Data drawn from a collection
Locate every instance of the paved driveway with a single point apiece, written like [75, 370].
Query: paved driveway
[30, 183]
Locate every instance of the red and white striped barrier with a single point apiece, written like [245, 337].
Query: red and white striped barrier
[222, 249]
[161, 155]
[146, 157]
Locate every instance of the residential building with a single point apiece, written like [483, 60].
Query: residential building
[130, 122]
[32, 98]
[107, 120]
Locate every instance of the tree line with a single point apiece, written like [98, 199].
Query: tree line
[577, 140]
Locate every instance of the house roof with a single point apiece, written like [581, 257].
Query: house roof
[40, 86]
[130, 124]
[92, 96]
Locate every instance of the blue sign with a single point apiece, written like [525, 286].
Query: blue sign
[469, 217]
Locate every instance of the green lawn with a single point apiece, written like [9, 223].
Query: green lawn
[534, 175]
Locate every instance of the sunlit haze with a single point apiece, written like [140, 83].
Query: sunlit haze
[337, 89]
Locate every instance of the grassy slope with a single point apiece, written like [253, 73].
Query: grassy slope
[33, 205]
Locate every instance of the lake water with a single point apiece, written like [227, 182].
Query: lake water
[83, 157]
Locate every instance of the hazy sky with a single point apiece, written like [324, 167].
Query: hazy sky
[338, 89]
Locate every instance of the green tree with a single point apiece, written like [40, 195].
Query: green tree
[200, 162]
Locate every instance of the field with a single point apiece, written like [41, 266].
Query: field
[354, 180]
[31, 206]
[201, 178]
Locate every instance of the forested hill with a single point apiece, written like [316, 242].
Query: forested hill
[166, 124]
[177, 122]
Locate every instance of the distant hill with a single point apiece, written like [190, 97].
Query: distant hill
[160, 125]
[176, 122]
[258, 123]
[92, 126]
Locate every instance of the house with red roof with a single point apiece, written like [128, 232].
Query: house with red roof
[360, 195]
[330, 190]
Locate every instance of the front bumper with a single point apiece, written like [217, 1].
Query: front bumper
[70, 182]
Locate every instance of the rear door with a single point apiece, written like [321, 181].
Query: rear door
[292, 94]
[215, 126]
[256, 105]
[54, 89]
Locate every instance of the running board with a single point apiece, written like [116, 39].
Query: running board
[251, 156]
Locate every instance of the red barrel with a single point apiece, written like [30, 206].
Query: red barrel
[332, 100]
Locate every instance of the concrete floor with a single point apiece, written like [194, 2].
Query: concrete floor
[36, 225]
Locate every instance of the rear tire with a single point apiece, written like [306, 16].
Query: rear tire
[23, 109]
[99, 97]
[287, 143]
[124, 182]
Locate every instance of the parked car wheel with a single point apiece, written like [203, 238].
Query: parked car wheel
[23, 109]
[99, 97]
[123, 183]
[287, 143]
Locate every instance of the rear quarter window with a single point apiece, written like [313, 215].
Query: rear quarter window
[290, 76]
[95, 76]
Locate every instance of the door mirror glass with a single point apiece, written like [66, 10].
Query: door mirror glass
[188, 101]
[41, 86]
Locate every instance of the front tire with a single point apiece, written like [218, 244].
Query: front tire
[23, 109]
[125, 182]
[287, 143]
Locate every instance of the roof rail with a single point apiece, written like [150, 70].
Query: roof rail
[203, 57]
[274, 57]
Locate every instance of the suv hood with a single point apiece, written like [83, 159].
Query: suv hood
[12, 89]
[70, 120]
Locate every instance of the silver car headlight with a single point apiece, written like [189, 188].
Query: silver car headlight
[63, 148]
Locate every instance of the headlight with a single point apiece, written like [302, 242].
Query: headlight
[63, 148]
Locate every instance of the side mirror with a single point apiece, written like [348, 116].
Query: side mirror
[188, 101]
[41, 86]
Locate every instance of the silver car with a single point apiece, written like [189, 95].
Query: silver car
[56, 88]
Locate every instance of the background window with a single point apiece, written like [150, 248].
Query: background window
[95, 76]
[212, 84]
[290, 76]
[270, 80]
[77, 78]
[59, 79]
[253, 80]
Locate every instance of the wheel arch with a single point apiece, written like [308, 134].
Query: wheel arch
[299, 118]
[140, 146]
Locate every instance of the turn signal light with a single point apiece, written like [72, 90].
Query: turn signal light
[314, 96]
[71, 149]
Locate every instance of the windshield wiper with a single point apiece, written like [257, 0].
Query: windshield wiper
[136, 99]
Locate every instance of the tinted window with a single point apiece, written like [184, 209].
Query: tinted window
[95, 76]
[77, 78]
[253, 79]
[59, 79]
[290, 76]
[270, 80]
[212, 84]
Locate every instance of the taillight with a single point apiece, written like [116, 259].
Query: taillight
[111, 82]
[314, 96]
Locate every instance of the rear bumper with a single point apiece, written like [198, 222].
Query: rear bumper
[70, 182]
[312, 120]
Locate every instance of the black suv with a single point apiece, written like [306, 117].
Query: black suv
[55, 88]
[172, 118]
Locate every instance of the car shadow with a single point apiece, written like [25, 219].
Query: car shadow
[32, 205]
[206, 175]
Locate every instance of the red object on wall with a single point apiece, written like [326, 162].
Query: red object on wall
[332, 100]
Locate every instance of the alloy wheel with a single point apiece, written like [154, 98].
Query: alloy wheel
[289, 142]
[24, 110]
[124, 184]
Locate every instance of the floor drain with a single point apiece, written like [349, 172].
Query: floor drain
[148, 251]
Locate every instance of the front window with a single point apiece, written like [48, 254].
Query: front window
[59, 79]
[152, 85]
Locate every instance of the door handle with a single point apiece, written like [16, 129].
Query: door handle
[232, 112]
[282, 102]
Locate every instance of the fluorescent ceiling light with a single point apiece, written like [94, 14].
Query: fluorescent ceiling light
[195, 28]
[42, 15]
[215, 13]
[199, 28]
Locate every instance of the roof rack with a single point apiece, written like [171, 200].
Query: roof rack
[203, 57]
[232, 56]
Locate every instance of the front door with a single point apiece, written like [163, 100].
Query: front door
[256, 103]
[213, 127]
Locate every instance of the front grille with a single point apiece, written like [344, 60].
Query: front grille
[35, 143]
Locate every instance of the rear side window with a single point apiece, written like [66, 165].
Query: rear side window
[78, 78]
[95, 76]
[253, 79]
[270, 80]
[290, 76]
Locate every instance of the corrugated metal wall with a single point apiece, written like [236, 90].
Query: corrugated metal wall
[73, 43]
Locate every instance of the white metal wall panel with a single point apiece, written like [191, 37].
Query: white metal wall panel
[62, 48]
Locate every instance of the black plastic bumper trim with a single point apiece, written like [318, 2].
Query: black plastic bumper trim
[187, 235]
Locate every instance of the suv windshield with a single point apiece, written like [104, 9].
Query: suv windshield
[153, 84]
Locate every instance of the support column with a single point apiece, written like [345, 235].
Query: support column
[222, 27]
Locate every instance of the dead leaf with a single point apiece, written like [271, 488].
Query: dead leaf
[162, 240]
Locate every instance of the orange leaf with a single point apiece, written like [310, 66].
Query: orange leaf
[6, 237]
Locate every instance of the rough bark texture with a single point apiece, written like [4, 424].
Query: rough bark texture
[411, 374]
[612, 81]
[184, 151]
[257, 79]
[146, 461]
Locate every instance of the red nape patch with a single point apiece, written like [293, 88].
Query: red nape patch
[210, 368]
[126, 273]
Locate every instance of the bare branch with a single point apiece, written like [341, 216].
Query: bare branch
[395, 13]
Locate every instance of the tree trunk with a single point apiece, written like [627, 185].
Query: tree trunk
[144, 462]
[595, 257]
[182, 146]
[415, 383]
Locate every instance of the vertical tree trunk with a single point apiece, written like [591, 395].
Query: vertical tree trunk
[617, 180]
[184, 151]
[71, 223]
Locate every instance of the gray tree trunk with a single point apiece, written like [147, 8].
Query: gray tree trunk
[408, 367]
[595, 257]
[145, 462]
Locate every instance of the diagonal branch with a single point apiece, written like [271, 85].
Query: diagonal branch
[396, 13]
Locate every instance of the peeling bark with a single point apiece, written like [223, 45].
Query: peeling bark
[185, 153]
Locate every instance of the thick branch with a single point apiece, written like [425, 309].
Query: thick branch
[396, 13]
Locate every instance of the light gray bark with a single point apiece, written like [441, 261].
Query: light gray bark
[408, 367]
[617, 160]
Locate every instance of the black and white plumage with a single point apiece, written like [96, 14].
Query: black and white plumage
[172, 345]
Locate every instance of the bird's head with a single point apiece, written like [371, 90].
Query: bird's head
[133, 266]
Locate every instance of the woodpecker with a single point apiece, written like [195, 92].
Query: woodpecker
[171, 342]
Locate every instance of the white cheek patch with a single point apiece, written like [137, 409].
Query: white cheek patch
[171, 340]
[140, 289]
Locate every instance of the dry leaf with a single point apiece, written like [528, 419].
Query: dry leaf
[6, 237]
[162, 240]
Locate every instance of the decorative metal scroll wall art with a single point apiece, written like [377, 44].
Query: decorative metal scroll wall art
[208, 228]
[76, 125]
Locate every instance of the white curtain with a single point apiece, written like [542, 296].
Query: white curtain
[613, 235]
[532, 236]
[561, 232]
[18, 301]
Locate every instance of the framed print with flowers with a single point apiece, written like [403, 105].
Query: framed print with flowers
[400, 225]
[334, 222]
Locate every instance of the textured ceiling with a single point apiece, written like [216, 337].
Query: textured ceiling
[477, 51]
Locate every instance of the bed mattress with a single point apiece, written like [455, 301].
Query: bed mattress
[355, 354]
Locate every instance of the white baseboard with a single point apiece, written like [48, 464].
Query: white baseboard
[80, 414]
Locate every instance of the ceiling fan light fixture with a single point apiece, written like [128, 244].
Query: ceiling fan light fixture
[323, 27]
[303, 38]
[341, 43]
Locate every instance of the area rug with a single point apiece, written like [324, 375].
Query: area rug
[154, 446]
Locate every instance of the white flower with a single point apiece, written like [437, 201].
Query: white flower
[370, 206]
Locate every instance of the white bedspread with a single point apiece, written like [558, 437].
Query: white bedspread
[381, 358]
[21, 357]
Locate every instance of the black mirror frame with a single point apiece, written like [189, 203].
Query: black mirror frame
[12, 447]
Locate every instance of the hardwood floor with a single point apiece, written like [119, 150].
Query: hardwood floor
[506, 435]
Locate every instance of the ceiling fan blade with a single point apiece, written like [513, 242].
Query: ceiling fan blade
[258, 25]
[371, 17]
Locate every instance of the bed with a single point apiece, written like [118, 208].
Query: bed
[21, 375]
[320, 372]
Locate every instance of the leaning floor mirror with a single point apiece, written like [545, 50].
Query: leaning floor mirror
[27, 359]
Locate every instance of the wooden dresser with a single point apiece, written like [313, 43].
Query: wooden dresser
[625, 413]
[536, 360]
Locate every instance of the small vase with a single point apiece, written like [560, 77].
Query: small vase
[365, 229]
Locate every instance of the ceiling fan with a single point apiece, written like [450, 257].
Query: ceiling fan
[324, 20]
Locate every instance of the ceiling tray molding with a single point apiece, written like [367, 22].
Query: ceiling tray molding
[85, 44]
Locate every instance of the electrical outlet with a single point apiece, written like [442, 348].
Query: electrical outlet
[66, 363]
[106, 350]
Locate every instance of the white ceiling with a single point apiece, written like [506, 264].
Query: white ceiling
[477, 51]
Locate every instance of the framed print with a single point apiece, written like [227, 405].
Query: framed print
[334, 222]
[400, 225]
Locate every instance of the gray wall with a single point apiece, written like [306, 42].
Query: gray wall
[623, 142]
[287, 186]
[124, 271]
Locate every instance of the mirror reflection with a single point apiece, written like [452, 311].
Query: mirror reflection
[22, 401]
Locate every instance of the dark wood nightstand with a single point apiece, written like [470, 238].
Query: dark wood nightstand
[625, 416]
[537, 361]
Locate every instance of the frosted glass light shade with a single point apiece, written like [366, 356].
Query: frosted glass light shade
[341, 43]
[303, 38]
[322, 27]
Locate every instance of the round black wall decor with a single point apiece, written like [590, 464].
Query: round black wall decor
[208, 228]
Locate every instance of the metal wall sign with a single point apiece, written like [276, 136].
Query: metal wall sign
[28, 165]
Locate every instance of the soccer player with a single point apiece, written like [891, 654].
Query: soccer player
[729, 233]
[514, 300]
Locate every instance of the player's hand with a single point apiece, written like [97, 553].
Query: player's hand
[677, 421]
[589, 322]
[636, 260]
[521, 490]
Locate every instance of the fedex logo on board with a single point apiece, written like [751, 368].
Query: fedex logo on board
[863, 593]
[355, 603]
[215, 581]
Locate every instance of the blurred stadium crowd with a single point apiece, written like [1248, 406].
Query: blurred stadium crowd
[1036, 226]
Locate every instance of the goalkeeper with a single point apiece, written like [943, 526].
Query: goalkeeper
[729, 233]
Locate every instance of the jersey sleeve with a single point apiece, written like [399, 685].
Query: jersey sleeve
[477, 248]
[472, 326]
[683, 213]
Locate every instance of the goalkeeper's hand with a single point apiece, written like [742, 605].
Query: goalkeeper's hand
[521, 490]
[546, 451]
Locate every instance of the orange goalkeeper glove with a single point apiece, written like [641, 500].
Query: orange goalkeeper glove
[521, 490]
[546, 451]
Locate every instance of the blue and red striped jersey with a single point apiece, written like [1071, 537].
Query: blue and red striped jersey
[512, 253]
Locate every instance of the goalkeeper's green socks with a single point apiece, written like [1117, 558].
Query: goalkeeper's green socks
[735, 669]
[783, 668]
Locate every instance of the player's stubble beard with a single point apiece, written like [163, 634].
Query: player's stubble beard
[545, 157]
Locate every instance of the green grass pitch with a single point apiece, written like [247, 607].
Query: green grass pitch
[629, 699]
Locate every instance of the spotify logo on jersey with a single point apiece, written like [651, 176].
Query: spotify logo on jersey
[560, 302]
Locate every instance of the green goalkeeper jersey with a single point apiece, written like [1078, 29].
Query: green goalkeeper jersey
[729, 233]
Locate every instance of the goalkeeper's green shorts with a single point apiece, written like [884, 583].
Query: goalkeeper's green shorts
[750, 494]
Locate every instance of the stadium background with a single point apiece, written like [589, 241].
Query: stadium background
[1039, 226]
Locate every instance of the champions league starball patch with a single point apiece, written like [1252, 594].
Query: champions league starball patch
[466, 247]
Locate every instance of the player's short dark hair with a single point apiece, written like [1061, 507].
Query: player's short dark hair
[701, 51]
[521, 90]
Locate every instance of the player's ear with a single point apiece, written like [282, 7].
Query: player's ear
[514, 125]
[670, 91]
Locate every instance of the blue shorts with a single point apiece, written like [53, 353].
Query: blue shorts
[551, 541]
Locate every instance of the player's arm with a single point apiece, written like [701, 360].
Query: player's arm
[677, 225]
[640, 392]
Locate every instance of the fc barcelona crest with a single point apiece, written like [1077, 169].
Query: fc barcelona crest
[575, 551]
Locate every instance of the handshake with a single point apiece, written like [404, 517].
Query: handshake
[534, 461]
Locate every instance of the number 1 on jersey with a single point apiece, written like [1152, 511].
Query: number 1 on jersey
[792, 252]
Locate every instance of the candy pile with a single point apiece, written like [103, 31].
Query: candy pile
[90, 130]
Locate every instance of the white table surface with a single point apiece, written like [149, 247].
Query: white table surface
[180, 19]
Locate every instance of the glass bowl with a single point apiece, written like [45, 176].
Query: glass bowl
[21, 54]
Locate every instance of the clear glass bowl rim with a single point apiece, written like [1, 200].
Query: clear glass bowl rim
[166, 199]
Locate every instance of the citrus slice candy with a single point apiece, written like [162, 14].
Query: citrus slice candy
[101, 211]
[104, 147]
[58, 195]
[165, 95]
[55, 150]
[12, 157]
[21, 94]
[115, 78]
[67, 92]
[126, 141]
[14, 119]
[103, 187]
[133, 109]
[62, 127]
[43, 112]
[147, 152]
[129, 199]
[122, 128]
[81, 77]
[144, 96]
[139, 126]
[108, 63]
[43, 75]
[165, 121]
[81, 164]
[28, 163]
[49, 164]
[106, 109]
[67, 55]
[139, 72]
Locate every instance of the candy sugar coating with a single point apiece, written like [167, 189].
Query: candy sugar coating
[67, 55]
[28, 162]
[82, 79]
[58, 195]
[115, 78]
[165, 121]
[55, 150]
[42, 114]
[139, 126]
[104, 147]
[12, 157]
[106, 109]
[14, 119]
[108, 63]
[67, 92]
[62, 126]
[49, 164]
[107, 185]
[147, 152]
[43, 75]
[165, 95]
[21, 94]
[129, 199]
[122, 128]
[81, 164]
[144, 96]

▶ [YOUR TASK] Rewrite the material from the line containing "Locate every instance of the player's arm" through the last line of the material as a Markdown table with columns headed Row and Line, numbering each row and leaving out blank lines. Include only those lines.

▶ [ANSWER FOR THIS EXERCISE]
| Row | Line |
|---|---|
| 1 | Locate every instance of the player's arm with a single point apiece, written like [701, 360]. |
| 2 | Query: player's arm |
| 3 | [677, 225] |
| 4 | [640, 392] |
| 5 | Locate every instance of the fc barcelona crest with a single point apiece, written like [1077, 169]. |
| 6 | Query: fc barcelona crest |
| 7 | [575, 551] |
| 8 | Locate every instance of the handshake with a single point apiece, written like [404, 517]. |
| 9 | Query: handshake |
| 10 | [534, 461] |
| 11 | Locate every instance of the number 1 on jersey with a single point apiece, written like [1152, 511]. |
| 12 | Query: number 1 on jersey |
| 13 | [792, 252] |
| 14 | Locate every instance of the candy pile with a single point apiece, written like [103, 31]. |
| 15 | Query: candy pile |
| 16 | [90, 130] |
| 17 | Locate every instance of the white table surface with a single point apiece, written like [149, 247]. |
| 18 | Query: white table surface |
| 19 | [180, 19] |
| 20 | Locate every instance of the glass bowl with a single point apiece, written like [45, 176]. |
| 21 | Query: glass bowl |
| 22 | [21, 54] |
| 23 | Locate every instance of the clear glass bowl rim with a single point apiece, written like [1, 200]. |
| 24 | Query: clear glass bowl rim |
| 25 | [166, 199] |
| 26 | Locate every instance of the citrus slice candy with a single point apiece, written like [162, 14]. |
| 27 | Query: citrus slice candy |
| 28 | [101, 211] |
| 29 | [104, 147] |
| 30 | [58, 195] |
| 31 | [165, 95] |
| 32 | [55, 150] |
| 33 | [12, 157] |
| 34 | [21, 94] |
| 35 | [115, 78] |
| 36 | [67, 92] |
| 37 | [126, 141] |
| 38 | [14, 119] |
| 39 | [103, 187] |
| 40 | [133, 109] |
| 41 | [62, 127] |
| 42 | [43, 112] |
| 43 | [147, 152] |
| 44 | [129, 199] |
| 45 | [122, 128] |
| 46 | [81, 77] |
| 47 | [144, 96] |
| 48 | [139, 126] |
| 49 | [108, 63] |
| 50 | [43, 75] |
| 51 | [165, 121] |
| 52 | [81, 164] |
| 53 | [28, 163] |
| 54 | [49, 164] |
| 55 | [106, 109] |
| 56 | [67, 55] |
| 57 | [139, 72] |
| 58 | Locate every instance of the candy sugar coating with a single point apiece, written like [167, 189]. |
| 59 | Query: candy sugar coating |
| 60 | [67, 55] |
| 61 | [28, 162] |
| 62 | [82, 79] |
| 63 | [58, 195] |
| 64 | [115, 78] |
| 65 | [165, 121] |
| 66 | [55, 150] |
| 67 | [42, 114] |
| 68 | [139, 126] |
| 69 | [104, 147] |
| 70 | [12, 157] |
| 71 | [106, 109] |
| 72 | [14, 119] |
| 73 | [108, 63] |
| 74 | [67, 92] |
| 75 | [62, 126] |
| 76 | [49, 164] |
| 77 | [107, 185] |
| 78 | [147, 152] |
| 79 | [43, 75] |
| 80 | [165, 95] |
| 81 | [21, 94] |
| 82 | [129, 199] |
| 83 | [122, 128] |
| 84 | [81, 164] |
| 85 | [144, 96] |